In the opening moments of Ang Lee’s film Eat Drink Man Woman, Chef Chu (Sihung Lung) slits a fish, scales it,
slices the fatty pink filets into strips, coats them with flour, and drops them into a sizzling pan of oil, all with the exquisite control of a master musician. Crisp chopping sounds intersperse the upbeat tune of a guqin plucking throughout the background of the scene, and we watch with satisfaction as Chef Chu slices a daikon radish into wafer-thin, perfect white moons.
Maybe “we” is a bit of an overstatement here.
This scene fish-hooked me with childhood nostalgia, for I had grown up hearing the clatter of chopsticks against bowls of sunny egg custard, mapo tofu swimming in fiery oil and sichuan peppercorns. But to the general American audience that first viewed Eat Drink in 1994, it might have seemed charming. Quaint.
Eat Drink certainly would have seemed less accessible than celebrity chef Eddie Huang’s new show on ABC, Fresh Off the Boat. Adapted from Huang’s 2013 memoir of the same title, the sitcom tells the story of his experience growing up Chinese-American in hard-core suburban Florida. Yet in comparison, Eat Drink Man Woman challenges the popular consensus that Fresh Off the Boat sprang out of a vacuum for Asian and Asian-American narratives in American media.

------------

• _EXERCISE TASKS_
1. Decide whether each statement agrees with the essay on Eat Drink Man Woman: (a) American audiences first viewed Eat Drink Man Woman in 1994; (b) Fresh Off the Boat is adapted from a 2013 memoir; (c) Chef Chu slices a carrot into thin moons. For each, answer yes or no and quote the deciding words.
2. Reproduce the stretch of the essay on Eat Drink Man Woman from "In the opening" through "perfect white moons.".

Saved entries:
------------

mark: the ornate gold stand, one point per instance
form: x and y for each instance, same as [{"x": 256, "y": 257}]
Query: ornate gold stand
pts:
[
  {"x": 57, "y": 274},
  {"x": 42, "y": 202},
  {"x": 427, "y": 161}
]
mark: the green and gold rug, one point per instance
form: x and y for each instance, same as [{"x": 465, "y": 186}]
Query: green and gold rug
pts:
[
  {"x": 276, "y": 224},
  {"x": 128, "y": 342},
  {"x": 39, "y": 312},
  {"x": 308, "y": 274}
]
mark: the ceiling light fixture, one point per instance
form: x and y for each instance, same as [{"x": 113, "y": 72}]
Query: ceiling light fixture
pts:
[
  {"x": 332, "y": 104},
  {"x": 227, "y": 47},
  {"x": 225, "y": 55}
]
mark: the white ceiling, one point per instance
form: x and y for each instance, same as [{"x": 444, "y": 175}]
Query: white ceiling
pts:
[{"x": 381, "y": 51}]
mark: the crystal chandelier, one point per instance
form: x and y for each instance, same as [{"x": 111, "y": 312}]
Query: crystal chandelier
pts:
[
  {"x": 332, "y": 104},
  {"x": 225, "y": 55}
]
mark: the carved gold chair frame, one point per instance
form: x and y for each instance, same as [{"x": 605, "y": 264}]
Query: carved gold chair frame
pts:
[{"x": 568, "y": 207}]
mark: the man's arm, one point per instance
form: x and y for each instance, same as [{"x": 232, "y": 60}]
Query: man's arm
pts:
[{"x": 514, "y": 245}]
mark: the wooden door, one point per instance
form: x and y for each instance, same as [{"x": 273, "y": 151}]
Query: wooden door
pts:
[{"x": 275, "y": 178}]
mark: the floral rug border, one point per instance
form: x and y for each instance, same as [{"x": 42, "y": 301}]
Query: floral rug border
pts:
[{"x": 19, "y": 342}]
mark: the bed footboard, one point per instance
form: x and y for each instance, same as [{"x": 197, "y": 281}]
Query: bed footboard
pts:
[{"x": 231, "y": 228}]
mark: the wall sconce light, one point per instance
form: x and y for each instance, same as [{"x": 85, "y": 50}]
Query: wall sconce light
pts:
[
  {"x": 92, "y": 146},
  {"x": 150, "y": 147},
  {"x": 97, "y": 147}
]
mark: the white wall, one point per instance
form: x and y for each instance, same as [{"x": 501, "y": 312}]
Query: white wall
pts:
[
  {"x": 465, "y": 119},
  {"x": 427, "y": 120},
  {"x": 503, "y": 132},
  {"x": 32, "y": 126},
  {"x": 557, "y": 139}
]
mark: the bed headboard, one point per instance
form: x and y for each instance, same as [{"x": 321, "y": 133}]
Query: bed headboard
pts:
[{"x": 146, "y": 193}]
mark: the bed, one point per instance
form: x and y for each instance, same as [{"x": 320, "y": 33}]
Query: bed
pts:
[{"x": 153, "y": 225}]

------------

• _WORKED ANSWERS_
1.
(a) Yes: "the general American audience that first viewed Eat Drink in 1994"
(b) Yes: "Adapted from Huang’s 2013 memoir of the same title"
(c) No: "slices a daikon radish into wafer-thin, perfect white moons"

2.
In the opening moments of Ang Lee’s film Eat Drink Man Woman, Chef Chu (Sihung Lung) slits a fish, scales it,
slices the fatty pink filets into strips, coats them with flour, and drops them into a sizzling pan of oil, all with the exquisite control of a master musician. Crisp chopping sounds intersperse the upbeat tune of a guqin plucking throughout the background of the scene, and we watch with satisfaction as Chef Chu slices a daikon radish into wafer-thin, perfect white moons.